_Passage shown_
^^^^^^^^^^^^^^^^
Driver registers the PCC channel for communicating with the ACPI compliant
platform that contains RAS2 command support in the hardware.
Add interface functions to support configuring the parameters of HW patrol
scrubs in the system, which exposed to the kernel via the RAS2 and PCC,
using the RAS2 commands.
Add support for RAS2 platform devices to register with scrub subsystem
driver. This enables user to configure the parameters of HW patrol scrubs,
which exposed to the kernel via the RAS2 table, through the scrub sysfs
attributes.
Open Question:
Sysfs scrub control attribute "enable_background_scrub" is added for RAS2,
based on the feedback from Bill Schwartz <[email protected]
on v4 to enable/disable the background_scrubbing in the platform as defined in the
“Configure Scrub Parameters [INPUT]“ field in RAS2 Table 5.87: Parameter Block
Structure for PATROL_SCRUB.
Is it a right approach to support "enable_background_scrub" in the sysfs
scrub control?
Signed-off-by: Shiju Jose <[email protected]>
---
drivers/memory/Kconfig | 14 ++
drivers/memory/Makefile | 2 +
drivers/memory/ras2.c | 354 +++++++++++++++++++++++++++++++++++
drivers/memory/rasf_common.c | 269 ++++++++++++++++++++++++++
include/memory/rasf.h | 88 +++++++++
5 files changed, 727 insertions(+)
^^^^^^^^^^^^^^^^
_Problem details_
Print the RAS2 patch description above word for word, from its first line through the file change summary.

_Collected material_
^^^^^^^^^^^^^^^^
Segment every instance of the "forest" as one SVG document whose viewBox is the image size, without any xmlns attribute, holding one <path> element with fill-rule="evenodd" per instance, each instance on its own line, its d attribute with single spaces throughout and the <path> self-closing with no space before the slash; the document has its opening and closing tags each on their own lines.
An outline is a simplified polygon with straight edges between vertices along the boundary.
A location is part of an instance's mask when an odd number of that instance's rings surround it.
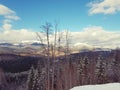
^^^^^^^^^^^^^^^^
_Solution to the problem_
Driver registers the PCC channel for communicating with the ACPI compliant
platform that contains RAS2 command support in the hardware.
Add interface functions to support configuring the parameters of HW patrol
scrubs in the system, which exposed to the kernel via the RAS2 and PCC,
using the RAS2 commands.
Add support for RAS2 platform devices to register with scrub subsystem
driver. This enables user to configure the parameters of HW patrol scrubs,
which exposed to the kernel via the RAS2 table, through the scrub sysfs
attributes.
Open Question:
Sysfs scrub control attribute "enable_background_scrub" is added for RAS2,
based on the feedback from Bill Schwartz <[email protected]
on v4 to enable/disable the background_scrubbing in the platform as defined in the
“Configure Scrub Parameters [INPUT]“ field in RAS2 Table 5.87: Parameter Block
Structure for PATROL_SCRUB.
Is it a right approach to support "enable_background_scrub" in the sysfs
scrub control?
Signed-off-by: Shiju Jose <[email protected]>
---
drivers/memory/Kconfig | 14 ++
drivers/memory/Makefile | 2 +
drivers/memory/ras2.c | 354 +++++++++++++++++++++++++++++++++++
drivers/memory/rasf_common.c | 269 ++++++++++++++++++++++++++
include/memory/rasf.h | 88 +++++++++
5 files changed, 727 insertions(+)